= Eden Mulholland =

New Zealand composer and dancer (born 1979)

Eden Mulholland (born 1979) is a New Zealand composer, musician and dancer. He was a founder of the band Motocade and composes for dance and the World of Wearable Art show.

== Early life and education ==
Mulholland was born in 1979. He grew up in Christchurch and attended Shirley Boys' High School. He came from a musical household: his father was in a band, his mother played the piano, all of the five children played and sang and he later played in bands with his older brothers Will and Jol. As a child he learnt ballet, studying with Russell Kerr and then completing a performing arts degree at Unitec where he graduated in 1998.

== Career ==
In his career as a dancer Mulholland worked with choreographers Ann Dewey and Sean Durham, and dance companies Touch Compass and Black Grace.

In 2003, when he spent time in London, Mulholland began to compose electronic music and decided to concentrate on music composition. On returning to New Zealand he founded the indie–rock band Motocade with his brother Will. He also played in the indie band the Mots with another brother Jol.

As a composer of dance music Mulholland has worked with the companies Atamira Dance Company and Okareka Dance led by Taiaroa Royal and Taane Mete. Choreographers Michael Parmenter, Sarah Foster-Sproull and Malia Johnston have commissioned him to write works and he has composed three ballet scores for Foster-Sproull including To Hold and Autumn Ball. His album Music for Dance includes sounds tracks from Johnston's dance works. He composed the score of Meremere (2016) a dance piece performed by wheelchair dancer Rodney Bell and directed by Malia Johnston. In 2018, he collaborated with Johnston and video artist Rowan Pierce to create Rushes a combination of live music and dance and video art performed in multiple spaces.
☆ ☆ ☆ ☆ ☆ ☆ ☆
▶ Written task
Pick up the Eden Mulholland article after its final sentence and continue it.
☆ ☆ ☆ ☆ ☆ ☆ ☆
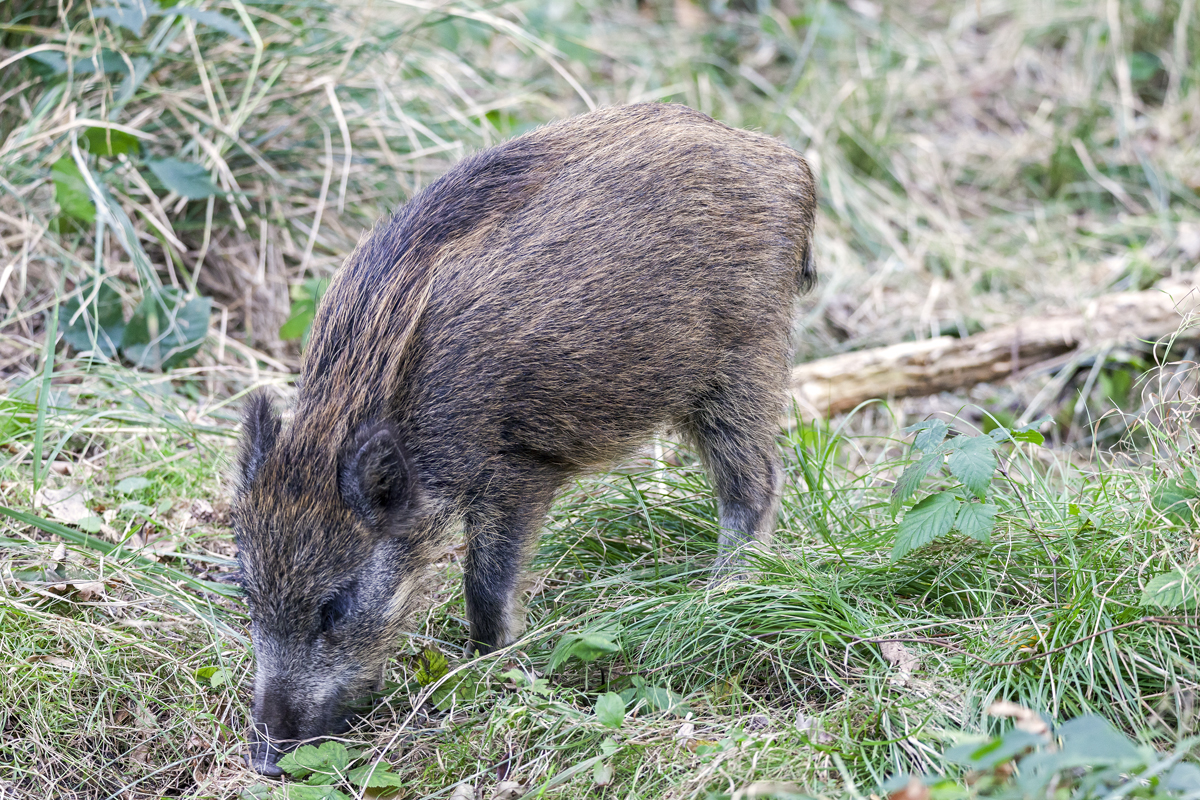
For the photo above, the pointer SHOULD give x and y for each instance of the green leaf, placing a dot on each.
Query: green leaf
(131, 485)
(585, 647)
(431, 667)
(71, 192)
(976, 519)
(910, 480)
(184, 178)
(930, 433)
(601, 774)
(210, 18)
(101, 325)
(924, 522)
(109, 143)
(330, 758)
(1175, 589)
(166, 329)
(611, 710)
(973, 461)
(1171, 500)
(375, 776)
(299, 792)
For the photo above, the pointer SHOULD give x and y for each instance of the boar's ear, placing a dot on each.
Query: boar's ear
(376, 476)
(259, 429)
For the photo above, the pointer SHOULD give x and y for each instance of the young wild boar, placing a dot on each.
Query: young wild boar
(538, 312)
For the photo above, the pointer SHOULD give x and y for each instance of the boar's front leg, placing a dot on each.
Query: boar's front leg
(499, 543)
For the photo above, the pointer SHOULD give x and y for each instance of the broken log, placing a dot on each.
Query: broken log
(916, 368)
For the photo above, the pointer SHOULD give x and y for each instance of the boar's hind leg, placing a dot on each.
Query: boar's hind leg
(498, 546)
(736, 438)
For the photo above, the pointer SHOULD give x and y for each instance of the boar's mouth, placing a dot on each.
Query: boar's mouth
(269, 743)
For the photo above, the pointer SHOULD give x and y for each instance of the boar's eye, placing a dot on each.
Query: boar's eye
(337, 607)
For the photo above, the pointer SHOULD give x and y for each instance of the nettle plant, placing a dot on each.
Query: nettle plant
(965, 507)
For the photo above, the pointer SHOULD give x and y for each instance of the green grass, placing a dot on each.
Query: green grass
(977, 162)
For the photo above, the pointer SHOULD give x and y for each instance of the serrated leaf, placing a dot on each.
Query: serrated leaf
(972, 461)
(330, 758)
(976, 519)
(166, 329)
(130, 14)
(71, 192)
(101, 323)
(1175, 589)
(109, 143)
(213, 19)
(1171, 500)
(611, 710)
(910, 480)
(375, 776)
(924, 522)
(930, 433)
(184, 178)
(601, 774)
(585, 647)
(299, 792)
(431, 667)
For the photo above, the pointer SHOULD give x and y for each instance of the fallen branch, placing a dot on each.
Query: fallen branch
(917, 368)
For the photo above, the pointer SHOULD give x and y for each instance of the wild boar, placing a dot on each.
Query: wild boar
(541, 310)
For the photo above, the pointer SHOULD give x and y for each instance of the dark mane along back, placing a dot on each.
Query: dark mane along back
(370, 311)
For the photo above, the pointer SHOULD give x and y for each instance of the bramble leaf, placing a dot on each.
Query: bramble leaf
(976, 519)
(973, 461)
(924, 522)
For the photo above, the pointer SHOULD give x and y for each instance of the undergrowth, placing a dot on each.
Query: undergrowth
(178, 181)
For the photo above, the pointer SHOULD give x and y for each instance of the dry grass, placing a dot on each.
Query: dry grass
(978, 161)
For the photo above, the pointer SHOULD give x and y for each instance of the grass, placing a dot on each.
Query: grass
(977, 162)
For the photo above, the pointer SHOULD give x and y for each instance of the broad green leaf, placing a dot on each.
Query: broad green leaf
(611, 710)
(131, 485)
(330, 758)
(910, 480)
(184, 178)
(300, 792)
(71, 192)
(585, 647)
(431, 667)
(101, 323)
(976, 519)
(930, 433)
(109, 143)
(973, 461)
(375, 776)
(166, 329)
(130, 14)
(1175, 589)
(1171, 500)
(924, 522)
(213, 19)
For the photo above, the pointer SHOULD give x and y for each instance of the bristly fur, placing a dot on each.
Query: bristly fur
(539, 311)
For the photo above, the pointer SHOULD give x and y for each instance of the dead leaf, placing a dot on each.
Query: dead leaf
(915, 791)
(1026, 720)
(508, 791)
(901, 657)
(67, 505)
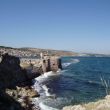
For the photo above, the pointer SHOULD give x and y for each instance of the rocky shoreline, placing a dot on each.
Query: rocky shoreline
(16, 92)
(16, 80)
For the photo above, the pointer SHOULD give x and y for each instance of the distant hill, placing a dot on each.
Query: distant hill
(37, 51)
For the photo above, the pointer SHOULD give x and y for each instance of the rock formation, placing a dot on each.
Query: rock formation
(15, 89)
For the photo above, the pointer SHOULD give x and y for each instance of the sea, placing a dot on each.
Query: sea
(82, 80)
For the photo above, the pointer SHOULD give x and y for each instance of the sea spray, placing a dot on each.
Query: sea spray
(43, 90)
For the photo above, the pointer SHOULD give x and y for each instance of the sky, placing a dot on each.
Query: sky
(75, 25)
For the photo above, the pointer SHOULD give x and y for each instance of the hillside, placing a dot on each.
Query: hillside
(34, 52)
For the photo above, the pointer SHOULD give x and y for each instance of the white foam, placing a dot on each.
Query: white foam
(45, 107)
(73, 61)
(43, 90)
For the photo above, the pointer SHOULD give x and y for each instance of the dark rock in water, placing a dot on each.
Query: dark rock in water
(8, 103)
(12, 76)
(11, 73)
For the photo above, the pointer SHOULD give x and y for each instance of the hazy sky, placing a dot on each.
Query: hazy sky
(78, 25)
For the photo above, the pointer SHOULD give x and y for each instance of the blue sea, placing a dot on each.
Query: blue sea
(80, 81)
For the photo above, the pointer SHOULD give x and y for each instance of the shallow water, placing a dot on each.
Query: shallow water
(79, 82)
☆ ☆ ☆ ☆ ☆ ☆ ☆
▶ Result for this task
Mulholland composed the music for the opening ceremony of the 2023 FIFA Women's World Cup held in New Zealand and Australia. From 2022 to 2024, he has been the composer and music director for the World of Wearable Art show in Wellington.

Mulholland currently lives in Brisbane.

== Awards and honours ==
Mulholland has won two awards at the Wellington Theatre Awards: in 2018 he won the Sound Designer of the Year for Meremere and Rushes, and in 2019 he won the Constance Scott Kirkcaldie Award for Outstanding Composer of Music for the dance work Orchids.

== Discography ==
- Music for dance (2010) – music for dance and theatre
- Feed the beast (2013)
- Hunted, haunted (2015)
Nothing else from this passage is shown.